Writer, poet and novelist

Mahirul Qadri (Urdu ماہر القادری), whose real name was Manzoor Hussain, was a Pakistani religious writer, poet, and novelist.

== Biography ==
He was born in village Kesar Kalan Tahsil Debai on 30 July 1906, in Bulandshahar district of Uttar Pradesh, British India. He studied at Aligarh Muslim University. In 1947 he migrated to Karachi, Pakistan. He affixed his poetic pen-name Mahir with Qadri due to his spiritual links with the Qadiriyya order of Sufism. He died while participating in a mushaira in Jeddah on 12 May 1978.

==Literary career==
At the age of 13, he began his poetic career. His first ghazal was published in Bulandshahr Gazette in 1924. Later Mahir-ul-Qadri went to Hyderabad, Deccan, where for 10 years he held key literary positions. He was associated with men like Kishen Pershad Kaul and Nawab Moazzam Jah.

== Writings ==
Mahir Ul Qadri was a prolific Urdu poet, essayist, novelist, and literary journalist. His works span multiple genres including devotional poetry, spiritual prose, travel writing, and literary commentary. Many of his books are preserved online and continue to be read widely.

=== Poetry collections ===

- آتشِ خاموش ("Silent Fire") – A hallmark poetry collection capturing spiritual melancholy and existential longing.

- نعتیں فردوس کی ("Naats of Paradise") – Devotional verses in praise of the Islamic prophet Muhammad, filled with imagery of Jannah and divine beauty.

- جذباتِ ماہر ("Emotions of Mahir") – A poetic expression of love, sorrow, and social critique, written in an emotionally direct style.

- یادِ رفتگاں ("Remembrance of the Departed") – Poems honoring spiritual figures and departed souls.

- زخم و مرہم ("Wound and Cure") – Symbolic poetry on pain, healing, and divine providence.

=== Prose & Essays ===

- طلسمِ حیات ("Talisman of Life") – Philosophical reflections on the enigma of existence and man’s inner world.

- درِ یتیم ("Pearl of the Orphan") – A short story collection on moral dilemmas and Sufi ethics.

- شیرازہ ("Spine/Binder") – A mixed-genre collection of essays, literary commentary, and critical reflections.

- محسوساتِ ماہر ("Sensations of Mahir") – Autobiographical sketches and personal prose pieces.

- حرفِ دل ("Words of the Heart") – Introspective essays with a spiritual and literary tone.

ASSIGNED TASK 1 |
Answer these questions from the text on Mahirul Qadri.
(a) What was his real name?
(b) At which university did he study?
(c) At what age did he begin his poetic career?
ASSIGNED TASK 2 |
Write out the text on Mahirul Qadri between "Writer, poet and" and "12 May 1978.", inclusive, swapping "Karachi" for "Lahore".

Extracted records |

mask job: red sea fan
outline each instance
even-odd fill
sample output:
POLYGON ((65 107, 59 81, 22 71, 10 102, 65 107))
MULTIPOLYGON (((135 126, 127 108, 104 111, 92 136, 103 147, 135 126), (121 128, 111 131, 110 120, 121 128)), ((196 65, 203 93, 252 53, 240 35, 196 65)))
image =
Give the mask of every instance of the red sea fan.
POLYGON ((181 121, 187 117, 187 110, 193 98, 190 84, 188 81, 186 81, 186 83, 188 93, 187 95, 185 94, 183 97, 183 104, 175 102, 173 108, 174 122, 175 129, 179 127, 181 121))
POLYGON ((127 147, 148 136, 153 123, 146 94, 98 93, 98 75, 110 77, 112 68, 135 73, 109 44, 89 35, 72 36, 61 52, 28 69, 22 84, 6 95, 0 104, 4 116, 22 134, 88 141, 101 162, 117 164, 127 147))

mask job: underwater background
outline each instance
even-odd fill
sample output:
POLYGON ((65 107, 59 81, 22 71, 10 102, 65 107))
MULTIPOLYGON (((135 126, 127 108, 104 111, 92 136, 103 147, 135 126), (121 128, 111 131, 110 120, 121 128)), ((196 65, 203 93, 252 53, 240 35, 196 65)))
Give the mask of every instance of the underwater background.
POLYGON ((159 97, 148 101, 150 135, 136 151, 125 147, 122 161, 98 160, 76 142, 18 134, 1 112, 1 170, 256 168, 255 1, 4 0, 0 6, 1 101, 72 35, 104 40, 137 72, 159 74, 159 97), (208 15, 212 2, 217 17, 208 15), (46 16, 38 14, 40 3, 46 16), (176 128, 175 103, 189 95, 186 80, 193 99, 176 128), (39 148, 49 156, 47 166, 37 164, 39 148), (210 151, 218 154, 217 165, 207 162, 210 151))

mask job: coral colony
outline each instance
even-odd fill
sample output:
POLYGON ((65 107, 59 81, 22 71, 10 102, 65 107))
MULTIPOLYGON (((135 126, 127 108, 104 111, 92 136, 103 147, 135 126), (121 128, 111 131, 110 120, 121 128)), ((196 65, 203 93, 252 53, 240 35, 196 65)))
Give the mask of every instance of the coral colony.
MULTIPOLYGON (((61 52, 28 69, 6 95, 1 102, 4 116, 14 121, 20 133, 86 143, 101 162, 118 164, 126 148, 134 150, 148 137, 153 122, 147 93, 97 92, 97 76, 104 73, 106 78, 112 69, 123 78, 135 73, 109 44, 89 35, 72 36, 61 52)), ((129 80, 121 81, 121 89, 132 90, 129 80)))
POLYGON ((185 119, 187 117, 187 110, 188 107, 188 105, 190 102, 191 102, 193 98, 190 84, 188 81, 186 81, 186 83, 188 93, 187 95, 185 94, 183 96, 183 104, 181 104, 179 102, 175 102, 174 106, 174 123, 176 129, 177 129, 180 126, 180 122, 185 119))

YOUR RESPONSE 1 |
(a) Manzoor Hussain
(b) Aligarh Muslim University
(c) 13

YOUR RESPONSE 2 |
Writer, poet and novelist

Mahirul Qadri (Urdu ماہر القادری), whose real name was Manzoor Hussain, was a Pakistani religious writer, poet, and novelist.

== Biography ==
He was born in village Kesar Kalan Tahsil Debai on 30 July 1906, in Bulandshahar district of Uttar Pradesh, British India. He studied at Aligarh Muslim University. In 1947 he migrated to Lahore, Pakistan. He affixed his poetic pen-name Mahir with Qadri due to his spiritual links with the Qadiriyya order of Sufism. He died while participating in a mushaira in Jeddah on 12 May 1978.